Aim of the task → Please rewrite every one of the entries below, swapping "detection" for "grounding" wherever it appears and keeping everything else unchanged. Leave out the pictures.

····················

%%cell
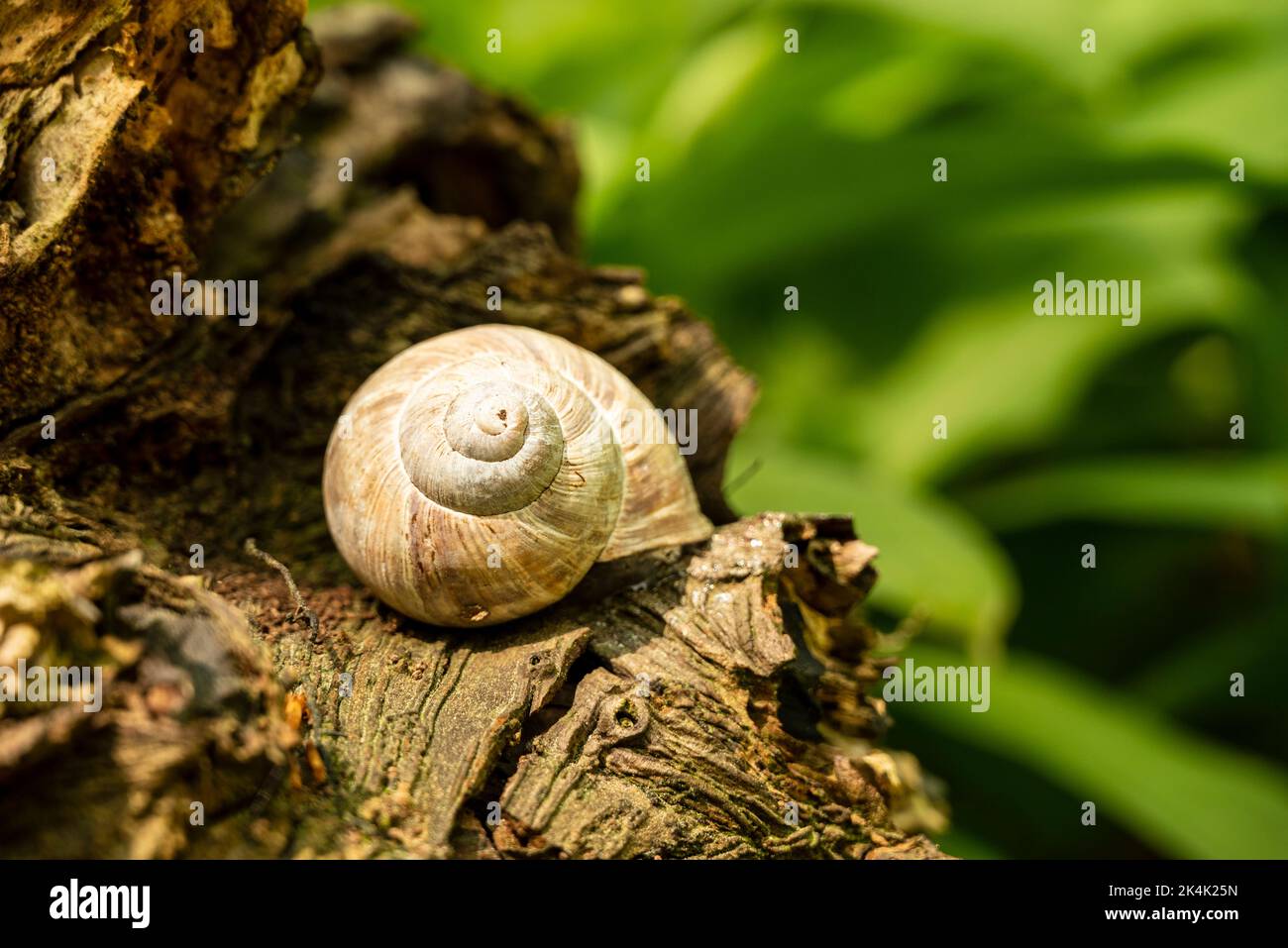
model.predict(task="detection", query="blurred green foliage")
[324,0,1288,857]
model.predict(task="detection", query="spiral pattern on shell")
[323,326,711,626]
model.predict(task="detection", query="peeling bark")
[0,0,941,858]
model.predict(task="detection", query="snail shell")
[322,326,711,626]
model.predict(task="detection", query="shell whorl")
[323,326,711,626]
[398,376,564,516]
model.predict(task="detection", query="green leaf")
[728,434,1019,653]
[962,456,1288,537]
[892,642,1288,859]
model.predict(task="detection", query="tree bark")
[0,0,943,858]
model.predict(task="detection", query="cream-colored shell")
[322,326,711,626]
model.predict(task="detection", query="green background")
[319,0,1288,857]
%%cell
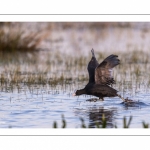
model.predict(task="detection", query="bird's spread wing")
[87,49,99,83]
[95,55,120,85]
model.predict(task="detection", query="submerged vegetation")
[53,114,149,128]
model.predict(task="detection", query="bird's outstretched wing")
[95,54,120,85]
[87,49,99,83]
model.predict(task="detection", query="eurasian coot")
[74,49,125,101]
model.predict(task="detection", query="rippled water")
[0,83,150,128]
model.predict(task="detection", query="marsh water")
[0,79,150,128]
[0,23,150,128]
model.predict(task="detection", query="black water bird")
[74,49,125,101]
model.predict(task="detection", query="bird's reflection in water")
[88,107,117,128]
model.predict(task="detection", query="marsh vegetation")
[0,23,150,128]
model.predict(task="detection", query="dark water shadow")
[120,101,150,108]
[88,107,117,128]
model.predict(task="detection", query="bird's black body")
[75,49,119,100]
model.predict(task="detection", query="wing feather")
[95,54,120,85]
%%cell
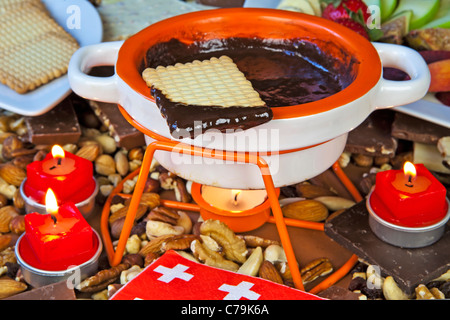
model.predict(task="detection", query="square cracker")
[142,56,265,107]
[0,0,79,93]
[142,56,273,138]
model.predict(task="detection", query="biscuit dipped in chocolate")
[142,56,273,138]
[140,35,359,138]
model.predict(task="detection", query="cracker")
[0,4,65,51]
[142,56,273,138]
[0,0,79,93]
[0,32,78,93]
[142,56,265,107]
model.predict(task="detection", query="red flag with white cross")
[111,251,324,300]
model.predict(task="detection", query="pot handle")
[67,41,123,103]
[372,42,431,109]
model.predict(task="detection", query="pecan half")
[191,240,239,272]
[300,258,333,284]
[76,263,131,292]
[200,219,247,263]
[259,260,283,284]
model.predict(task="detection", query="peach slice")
[428,59,450,92]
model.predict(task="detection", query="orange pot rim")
[191,182,280,218]
[116,8,382,119]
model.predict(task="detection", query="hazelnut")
[2,134,23,160]
[122,253,144,268]
[95,154,116,176]
[128,147,144,161]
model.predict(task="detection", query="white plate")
[0,0,103,116]
[394,93,450,128]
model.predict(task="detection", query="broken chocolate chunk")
[89,100,145,150]
[345,110,398,158]
[25,98,81,145]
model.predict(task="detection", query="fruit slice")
[428,59,450,92]
[422,0,450,29]
[380,10,412,44]
[394,0,440,30]
[380,0,398,21]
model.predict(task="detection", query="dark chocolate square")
[325,200,450,294]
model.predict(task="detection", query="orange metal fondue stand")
[100,105,362,293]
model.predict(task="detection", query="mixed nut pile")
[0,104,450,299]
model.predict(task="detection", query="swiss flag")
[111,251,324,300]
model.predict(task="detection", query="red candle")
[20,190,99,271]
[23,145,95,204]
[369,162,448,227]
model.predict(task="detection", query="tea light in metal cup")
[15,189,102,287]
[191,182,280,232]
[20,145,98,215]
[366,162,450,248]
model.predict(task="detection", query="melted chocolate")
[141,38,355,137]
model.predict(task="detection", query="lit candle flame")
[52,145,65,164]
[403,161,417,187]
[45,189,58,224]
[231,189,241,206]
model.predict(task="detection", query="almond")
[0,278,27,299]
[75,143,102,161]
[259,260,283,284]
[281,199,328,222]
[295,183,336,199]
[0,162,27,187]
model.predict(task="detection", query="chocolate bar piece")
[325,201,450,294]
[25,98,81,145]
[4,281,76,300]
[345,110,398,157]
[89,100,145,150]
[392,112,450,144]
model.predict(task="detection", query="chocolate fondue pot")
[68,8,430,189]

····················

Solved problem →
%%cell
model.predict(task="grounding", query="blurred green foliage")
[324,0,1288,857]
model.predict(task="grounding", query="spiral pattern on shell")
[323,326,711,626]
model.predict(task="grounding", query="peeling bark")
[0,0,941,858]
model.predict(task="grounding", query="snail shell")
[322,326,711,626]
model.predict(task="grounding", query="shell whorl")
[323,326,711,626]
[398,376,564,516]
model.predict(task="grounding", query="green leaf")
[728,434,1019,653]
[962,456,1288,537]
[892,642,1288,859]
model.predict(task="grounding", query="tree bark")
[0,0,943,858]
model.predict(task="grounding", query="cream-colored shell")
[322,326,711,626]
model.predict(task="grounding", query="green background")
[319,0,1288,857]
%%cell
model.predict(task="grounding", query="bird's spread wing")
[87,49,99,83]
[95,55,120,85]
model.predict(task="grounding", query="submerged vegetation")
[53,114,149,128]
model.predict(task="grounding", query="bird's outstretched wing")
[95,54,120,85]
[87,49,99,83]
model.predict(task="grounding", query="eurasian coot")
[74,49,125,101]
model.predict(task="grounding", query="rippled water")
[0,83,150,128]
model.predict(task="grounding", query="marsh water")
[0,79,150,128]
[0,23,150,128]
model.predict(task="grounding", query="black water bird")
[74,49,125,101]
model.predict(task="grounding", query="bird's reflection in water")
[88,107,117,128]
model.predict(task="grounding", query="marsh vegetation")
[0,23,150,128]
model.predict(task="grounding", query="dark water shadow")
[120,101,150,108]
[88,107,117,128]
model.predict(task="grounding", query="bird's black body")
[75,49,119,100]
model.predict(task="grounding", query="wing feather")
[95,54,120,85]
%%cell
model.predict(task="grounding", query="square cracker")
[142,56,265,107]
[0,0,79,93]
[142,56,273,138]
model.predict(task="grounding", query="biscuit dipped in chocolate")
[142,56,273,138]
[140,35,359,138]
model.predict(task="grounding", query="cracker")
[0,4,65,51]
[142,56,273,138]
[0,0,79,93]
[0,32,78,93]
[142,56,265,107]
model.predict(task="grounding", query="red flag with white cross")
[111,251,324,300]
model.predict(task="grounding", query="pot handle")
[67,41,123,103]
[372,42,431,109]
model.predict(task="grounding", query="pecan half")
[191,240,239,272]
[300,258,333,284]
[76,263,131,292]
[200,219,247,263]
[259,260,283,284]
model.predict(task="grounding", query="peach slice")
[428,59,450,92]
model.predict(task="grounding", query="orange pot rim")
[191,182,280,218]
[116,8,382,119]
model.predict(task="grounding", query="hazelnut")
[2,134,23,160]
[122,253,144,268]
[95,154,116,176]
[128,147,144,161]
model.predict(task="grounding", query="white plate")
[0,0,103,116]
[394,93,450,128]
model.predict(task="grounding", query="broken chocolate chunk")
[89,100,145,150]
[345,110,398,158]
[25,98,81,145]
model.predict(task="grounding", query="fruit slice")
[428,59,450,92]
[422,0,450,29]
[380,10,412,44]
[394,0,440,30]
[380,0,398,21]
model.predict(task="grounding", query="dark chocolate square")
[325,200,450,294]
model.predict(task="grounding", query="orange metal fondue stand")
[100,105,362,293]
model.predict(task="grounding", query="mixed nut pile")
[0,104,450,299]
model.predict(task="grounding", query="swiss flag")
[111,251,324,300]
model.predict(task="grounding", query="red candle")
[20,190,99,271]
[23,145,95,204]
[369,162,448,227]
model.predict(task="grounding", query="tea light in metal cup")
[15,189,102,287]
[191,182,280,232]
[20,145,98,215]
[366,162,450,248]
model.predict(task="grounding", query="melted chocolate")
[141,38,355,137]
model.predict(task="grounding", query="lit candle flame")
[52,145,65,164]
[403,161,417,187]
[45,189,58,224]
[231,189,241,206]
model.predict(task="grounding", query="almond")
[0,278,27,299]
[75,143,102,161]
[259,260,283,284]
[281,199,328,222]
[295,183,336,199]
[0,162,27,187]
model.predict(task="grounding", query="chocolate bar piece")
[325,201,450,294]
[25,98,81,145]
[4,281,76,300]
[345,110,398,157]
[89,100,145,150]
[392,112,450,144]
model.predict(task="grounding", query="chocolate fondue pot")
[68,8,430,189]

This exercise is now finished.